═══ Records provided

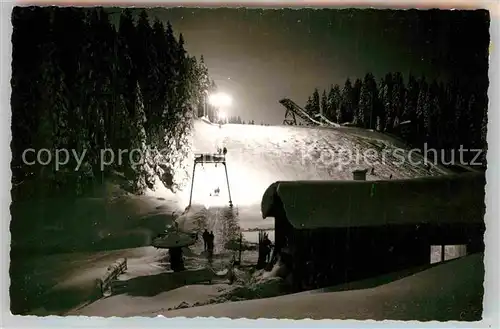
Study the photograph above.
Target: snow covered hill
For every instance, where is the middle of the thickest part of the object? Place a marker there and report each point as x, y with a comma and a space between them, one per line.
87, 229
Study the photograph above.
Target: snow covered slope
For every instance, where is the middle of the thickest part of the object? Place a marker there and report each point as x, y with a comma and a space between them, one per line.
449, 291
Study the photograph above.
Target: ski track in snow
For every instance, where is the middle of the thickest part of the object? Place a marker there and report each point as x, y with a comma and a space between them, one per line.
257, 157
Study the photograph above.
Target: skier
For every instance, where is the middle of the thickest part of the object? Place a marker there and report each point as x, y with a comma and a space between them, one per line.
206, 237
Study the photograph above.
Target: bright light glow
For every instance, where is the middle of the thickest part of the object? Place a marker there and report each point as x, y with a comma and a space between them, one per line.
220, 100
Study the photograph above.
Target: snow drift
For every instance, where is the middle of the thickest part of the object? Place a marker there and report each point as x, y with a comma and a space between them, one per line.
449, 291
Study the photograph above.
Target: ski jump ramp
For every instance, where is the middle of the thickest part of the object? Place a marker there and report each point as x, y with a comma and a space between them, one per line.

══════

▶ **Required work**
Render the records above as a Markdown table with the columns Row and Line, giving each non-blank line its own numbered row. Omit the pictures.

▶ **Response below**
| Row | Line |
|---|---|
| 1 | Study the photograph above. |
| 2 | Target: snow covered hill |
| 3 | For every instance, where is the middle of the thickest part of the object? Place a marker there and report each point as x, y with a comma and a space between them, one per line. |
| 4 | 87, 229 |
| 5 | Study the photograph above. |
| 6 | Target: snow covered slope |
| 7 | For every instance, where is the middle of the thickest part of the object? Place a marker there and report each point as x, y with a comma and a space between them, one per line. |
| 8 | 449, 291 |
| 9 | Study the photograph above. |
| 10 | Target: ski track in snow |
| 11 | For every instance, where is the middle of the thickest part of the object? Place a marker there and report each point as x, y with a comma and a space between them, one per line. |
| 12 | 257, 157 |
| 13 | Study the photograph above. |
| 14 | Target: skier |
| 15 | For every instance, where is the middle of the thickest part of the object? Place a marker there and report each point as x, y with a comma and a space between them, one per line. |
| 16 | 206, 237 |
| 17 | Study the photograph above. |
| 18 | Target: bright light glow |
| 19 | For every instance, where is the middle of the thickest part of the object? Place a marker there and report each point as x, y with a comma and a space between them, one per line. |
| 20 | 220, 100 |
| 21 | Study the photograph above. |
| 22 | Target: snow drift |
| 23 | For every instance, where is the middle of the thickest part of the object? Place a marker there and report each point as x, y with a comma and a space between them, one per line. |
| 24 | 449, 291 |
| 25 | Study the photograph above. |
| 26 | Target: ski jump ramp |
| 27 | For every instance, where is the middle of the thickest part of the object? Place a marker there and report each point as x, y with a comma and a space between them, one per line. |